*Exercise*
Reproduce all the records below, swapping every occurrence of "with a single point per instance" for "with one point for each instance" and changing nothing else. Leave the pictures out of your output.

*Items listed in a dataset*
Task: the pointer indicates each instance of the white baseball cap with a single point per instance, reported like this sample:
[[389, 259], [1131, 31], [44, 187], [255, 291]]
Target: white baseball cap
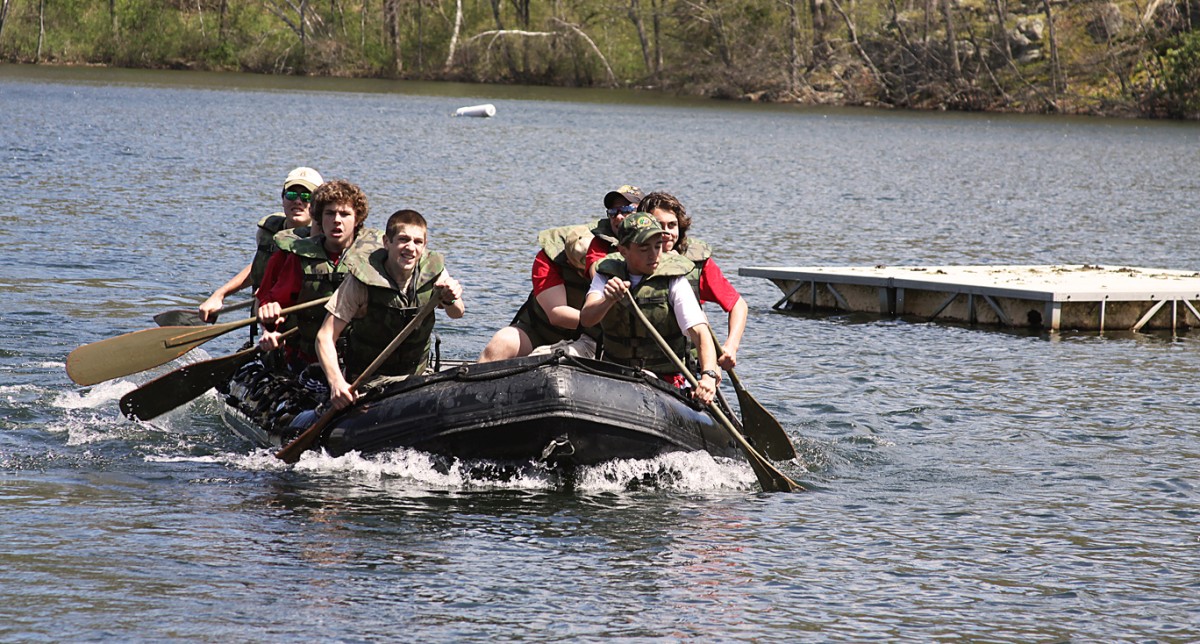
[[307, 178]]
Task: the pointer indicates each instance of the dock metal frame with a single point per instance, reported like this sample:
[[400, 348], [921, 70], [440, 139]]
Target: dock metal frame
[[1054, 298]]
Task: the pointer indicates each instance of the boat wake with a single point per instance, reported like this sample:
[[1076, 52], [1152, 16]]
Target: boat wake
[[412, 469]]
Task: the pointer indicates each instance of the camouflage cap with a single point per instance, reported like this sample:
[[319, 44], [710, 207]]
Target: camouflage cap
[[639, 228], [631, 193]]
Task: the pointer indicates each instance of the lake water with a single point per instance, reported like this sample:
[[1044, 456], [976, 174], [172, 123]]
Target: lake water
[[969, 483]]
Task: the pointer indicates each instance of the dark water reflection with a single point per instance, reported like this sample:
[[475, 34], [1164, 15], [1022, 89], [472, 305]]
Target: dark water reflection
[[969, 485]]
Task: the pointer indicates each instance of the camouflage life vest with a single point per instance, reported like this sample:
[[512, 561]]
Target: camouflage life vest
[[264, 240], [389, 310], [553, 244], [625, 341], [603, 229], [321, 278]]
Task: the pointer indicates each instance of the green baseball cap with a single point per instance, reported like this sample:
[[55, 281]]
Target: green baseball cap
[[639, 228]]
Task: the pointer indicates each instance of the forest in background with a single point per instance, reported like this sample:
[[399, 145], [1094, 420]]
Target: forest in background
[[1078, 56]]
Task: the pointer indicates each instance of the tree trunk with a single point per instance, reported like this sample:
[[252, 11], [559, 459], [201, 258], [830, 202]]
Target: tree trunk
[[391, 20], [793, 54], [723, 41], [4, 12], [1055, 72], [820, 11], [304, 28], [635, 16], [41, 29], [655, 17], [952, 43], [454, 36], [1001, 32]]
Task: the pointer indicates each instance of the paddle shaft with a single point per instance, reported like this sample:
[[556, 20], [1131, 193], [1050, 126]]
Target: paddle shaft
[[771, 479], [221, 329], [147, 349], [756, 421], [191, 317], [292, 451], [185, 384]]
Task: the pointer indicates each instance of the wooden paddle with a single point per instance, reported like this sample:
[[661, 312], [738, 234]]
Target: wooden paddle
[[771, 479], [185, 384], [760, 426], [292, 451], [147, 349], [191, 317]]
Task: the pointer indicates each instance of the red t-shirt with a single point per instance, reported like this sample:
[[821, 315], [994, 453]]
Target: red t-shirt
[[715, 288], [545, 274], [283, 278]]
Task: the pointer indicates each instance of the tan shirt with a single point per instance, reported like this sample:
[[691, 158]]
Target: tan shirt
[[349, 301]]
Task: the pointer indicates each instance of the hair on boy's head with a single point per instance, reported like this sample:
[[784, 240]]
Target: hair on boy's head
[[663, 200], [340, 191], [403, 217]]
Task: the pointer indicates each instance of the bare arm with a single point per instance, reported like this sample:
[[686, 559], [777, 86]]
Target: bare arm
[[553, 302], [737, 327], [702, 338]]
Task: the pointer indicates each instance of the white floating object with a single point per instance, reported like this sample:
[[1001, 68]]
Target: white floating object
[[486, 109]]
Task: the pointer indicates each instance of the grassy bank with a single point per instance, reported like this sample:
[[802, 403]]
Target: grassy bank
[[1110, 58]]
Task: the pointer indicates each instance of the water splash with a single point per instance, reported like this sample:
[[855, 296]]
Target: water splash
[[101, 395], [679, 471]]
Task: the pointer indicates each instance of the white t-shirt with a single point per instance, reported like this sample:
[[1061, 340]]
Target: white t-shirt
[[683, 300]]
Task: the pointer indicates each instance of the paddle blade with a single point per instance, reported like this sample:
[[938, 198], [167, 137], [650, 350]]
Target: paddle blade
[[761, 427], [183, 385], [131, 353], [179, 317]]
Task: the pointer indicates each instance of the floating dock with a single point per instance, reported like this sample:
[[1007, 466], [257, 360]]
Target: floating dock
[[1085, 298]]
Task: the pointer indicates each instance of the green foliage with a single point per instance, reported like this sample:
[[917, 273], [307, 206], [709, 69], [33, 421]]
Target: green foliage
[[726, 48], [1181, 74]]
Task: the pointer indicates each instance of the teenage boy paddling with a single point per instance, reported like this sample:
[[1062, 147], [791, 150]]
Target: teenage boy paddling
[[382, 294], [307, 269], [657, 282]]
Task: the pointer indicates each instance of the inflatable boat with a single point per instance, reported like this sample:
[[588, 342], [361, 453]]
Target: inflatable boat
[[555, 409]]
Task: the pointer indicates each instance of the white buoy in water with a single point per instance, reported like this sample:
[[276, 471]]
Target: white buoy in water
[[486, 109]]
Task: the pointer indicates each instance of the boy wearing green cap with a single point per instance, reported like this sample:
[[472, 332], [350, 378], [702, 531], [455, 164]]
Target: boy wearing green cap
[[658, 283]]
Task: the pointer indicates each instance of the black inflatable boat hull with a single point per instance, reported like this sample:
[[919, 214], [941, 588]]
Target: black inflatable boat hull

*Finished task*
Task: the pointer indicates each instance of the white baseball cap with one point for each instance, reported like this sample:
[[389, 259], [1131, 31], [44, 187], [255, 291]]
Target: white baseball cap
[[307, 178]]
Task: the pointer indicates each instance of the dock metal frame with one point for each instance, reported like this sample:
[[400, 348], [921, 70], [440, 139]]
Target: dock metal frame
[[1054, 298]]
Task: the pointer indicates each instance of the boat wake with one point for each instance, reported like this sample:
[[1076, 52], [1152, 16]]
Target: boat wake
[[412, 469]]
Task: the pointer indicates each instance of the camouflage cap with one point for each instance, reported like this sample:
[[319, 44], [710, 207]]
Target: camouflage cap
[[639, 228], [631, 193]]
Task: the pointer indicates each instance of the lake water with one point for each instance, reported like this sample:
[[1044, 456], [976, 174], [172, 123]]
Target: lake water
[[969, 483]]
Task: the pointer indicates each instance of the dark water reflection with one point for each instance, reported like this sample:
[[475, 34], [1164, 15], [1022, 89], [472, 305]]
Target: dark water reflection
[[969, 485]]
Task: the pointer indicates each instance of the camouflage life vest with one point for each instance, reported like this sample:
[[512, 561]]
Target: camouflage life vest
[[264, 240], [389, 310], [553, 244], [625, 341], [603, 229], [321, 278]]
Task: the pointer indicates each instance of the green baseball cap with one point for each instance, reported like this sample:
[[55, 281]]
Target: green baseball cap
[[639, 228]]
Task: the pointer indicates each instance of the forest in background with one point for each instance, reported like this sample:
[[399, 145], [1094, 420]]
Target: forest in background
[[1078, 56]]
Task: the pointer indicates each instance of the tree trunk with one point for each instance, reported like this sample:
[[252, 11], [559, 459], [201, 258], [830, 202]]
Target: tree trunk
[[391, 20], [793, 54], [723, 41], [4, 12], [1055, 72], [820, 11], [304, 28], [635, 16], [41, 29], [655, 17], [952, 43], [454, 36], [1001, 32]]
Task: the pointer indicates each instance of the paddle shaft with one point for each instance, reported like this sample:
[[556, 20], [1131, 193], [1050, 126]]
Target: paddle shaft
[[771, 479], [221, 329], [147, 349], [756, 421], [191, 317], [292, 451], [185, 384]]
Task: the pointer indicates each instance of the wooden paddle with one point for each instance, reported like this sample:
[[661, 312], [738, 234]]
Target: wooden paddle
[[771, 479], [185, 384], [760, 426], [292, 451], [147, 349], [191, 317]]
Task: the pointer indicates each instance of the red t-shirt with one point for each instance, reported like this sample:
[[821, 315], [994, 453]]
Target: red t-shirt
[[715, 288], [545, 274], [283, 278]]
Task: the pointer indicates each instance of the tan shirt with one point for each instance, reported like this sample:
[[691, 158]]
Target: tan shirt
[[349, 301]]
Task: the pointer indicates each instance of the hair on boy's head with one point for each instance, reported like this sample:
[[784, 240]]
Target: hair on boy's head
[[663, 200], [340, 191], [403, 217]]
Task: the pointer indicates each instance of the bare arm with one point for each instance, reported like this sample:
[[686, 559], [777, 86]]
Target: bare arm
[[553, 302], [737, 327], [702, 338]]
Task: the pointer indicates each instance of the white floating object with one point for each instance, reported like this sample:
[[1001, 68]]
Target: white floating object
[[486, 109]]
Task: the pointer indicates each instance of the grassy bank with one point for each instance, reported like this sample:
[[802, 403]]
Target: grassy bank
[[1110, 58]]
Task: the pointer indicates each instance of the water splash with one point for each instance, reported like this sample:
[[855, 296]]
Target: water splash
[[101, 395], [679, 471]]
Task: the pointer indicates each instance of the white t-shirt with one point for each instance, reported like this sample:
[[1061, 340]]
Target: white t-shirt
[[683, 300]]
Task: the pointer indicates each instance of the paddle blade with one point for each instance, reported like this sample:
[[938, 198], [167, 137], [650, 350]]
Target: paddle blade
[[761, 427], [183, 385], [131, 353], [179, 317]]
Task: the pointer indicates each instance of the floating dock with one point for each instance, reported like this sample:
[[1007, 466], [257, 360]]
Target: floating dock
[[1085, 298]]
Task: the pointer indicates each instance of the green foliage with one point for each instance, reported like this sample:
[[917, 273], [307, 206], [709, 69], [33, 421]]
Target: green foliage
[[726, 48], [1181, 74]]
Task: the pointer indicates each instance of the teenage boy paddling with one point for each instance, reported like this sample:
[[1062, 147], [791, 150]]
Target: teenage boy paddling
[[382, 294], [307, 269], [657, 282]]
Task: the pointer indicates each instance of the inflatable boat with one point for each instance, reported like this sample:
[[588, 342], [361, 453]]
Target: inflatable boat
[[555, 409]]
Task: the pointer indicates each instance of the white buoy in water with one point for each instance, reported like this sample:
[[276, 471]]
Target: white buoy in water
[[486, 109]]
Task: the pointer indicates each instance of the boy wearing green cap with one point for each instance, reported like this sample:
[[472, 332], [350, 378], [702, 531], [455, 164]]
Target: boy wearing green cap
[[658, 283]]
Task: the pointer indicates each instance of the black inflatable boat hull with one point for each instance, reported like this sample:
[[919, 214], [941, 588]]
Target: black inflatable boat hull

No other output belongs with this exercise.